Records provided ▸
_____

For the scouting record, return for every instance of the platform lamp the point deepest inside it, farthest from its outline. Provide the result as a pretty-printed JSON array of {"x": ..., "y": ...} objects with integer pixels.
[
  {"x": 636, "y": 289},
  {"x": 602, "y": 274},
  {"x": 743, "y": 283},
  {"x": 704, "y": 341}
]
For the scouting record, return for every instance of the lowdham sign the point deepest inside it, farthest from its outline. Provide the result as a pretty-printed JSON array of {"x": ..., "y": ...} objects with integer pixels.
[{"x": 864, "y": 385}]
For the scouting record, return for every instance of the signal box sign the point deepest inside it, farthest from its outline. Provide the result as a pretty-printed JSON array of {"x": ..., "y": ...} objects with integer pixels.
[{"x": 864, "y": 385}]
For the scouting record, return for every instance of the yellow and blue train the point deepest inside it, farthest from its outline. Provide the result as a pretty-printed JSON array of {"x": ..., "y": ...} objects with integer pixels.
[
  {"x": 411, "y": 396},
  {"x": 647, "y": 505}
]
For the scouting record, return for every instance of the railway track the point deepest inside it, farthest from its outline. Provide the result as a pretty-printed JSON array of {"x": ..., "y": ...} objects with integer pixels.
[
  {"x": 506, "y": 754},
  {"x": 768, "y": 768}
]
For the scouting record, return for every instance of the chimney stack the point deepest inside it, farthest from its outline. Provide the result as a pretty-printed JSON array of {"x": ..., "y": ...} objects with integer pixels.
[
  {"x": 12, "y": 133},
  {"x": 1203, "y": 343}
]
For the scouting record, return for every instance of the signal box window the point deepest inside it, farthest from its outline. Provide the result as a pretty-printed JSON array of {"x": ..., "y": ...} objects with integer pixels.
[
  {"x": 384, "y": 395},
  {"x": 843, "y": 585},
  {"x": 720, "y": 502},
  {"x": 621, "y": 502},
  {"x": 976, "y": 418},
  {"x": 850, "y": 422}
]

_____

Directive ▸
Extract the full listing above without altering anything.

Task answer ▸
For the scouting record, return for every instance of the platform lamp the point deepest inside it, farthest from its outline. Provide the result as a pretty-printed JSON array of {"x": ..., "y": ...} objects with integer pixels.
[
  {"x": 636, "y": 289},
  {"x": 602, "y": 274},
  {"x": 743, "y": 283},
  {"x": 704, "y": 341}
]
For the scouting record, return for every instance of the lowdham sign the point deepest inside it, farthest from its outline. Provide the result as a pretty-printed JSON array of {"x": ..., "y": ...} objects with integer pixels.
[{"x": 864, "y": 385}]
For the scouting record, return for every instance of the signal box sign the point deepest inside it, farthest from its outline. Provide the result as a pretty-printed JSON array of {"x": ..., "y": ...} objects with integer pixels.
[{"x": 864, "y": 385}]
For the scouting record, return for every instance of the yellow and blue train the point deepest inside it, farthest from its outline. Provide the result as a pretty-printed JSON array of {"x": ..., "y": ...} objects with integer pixels.
[
  {"x": 411, "y": 396},
  {"x": 647, "y": 505}
]
For the scouting record, return for every instance of the railway track the point deepest inside it, farthest from its outline. Provide the result as a pretty-printed JSON array of {"x": ..., "y": ...} objects with integer pixels.
[
  {"x": 506, "y": 754},
  {"x": 768, "y": 768}
]
For the scouting record, return for every instance of the chimney stack the point deepest inside it, farthest from its outline. Provide the result as a pretty-printed JSON array of {"x": ..., "y": ...} objects with integer pixels.
[
  {"x": 12, "y": 133},
  {"x": 1203, "y": 343}
]
For the scouting record, return for every instance of the signal box window the point deepest inside it, farthest from its outline. Provide the result as a pretty-printed JSON array of {"x": ..., "y": ...} objects with integer pixels.
[
  {"x": 384, "y": 395},
  {"x": 843, "y": 585},
  {"x": 720, "y": 502},
  {"x": 621, "y": 502},
  {"x": 976, "y": 418},
  {"x": 850, "y": 422}
]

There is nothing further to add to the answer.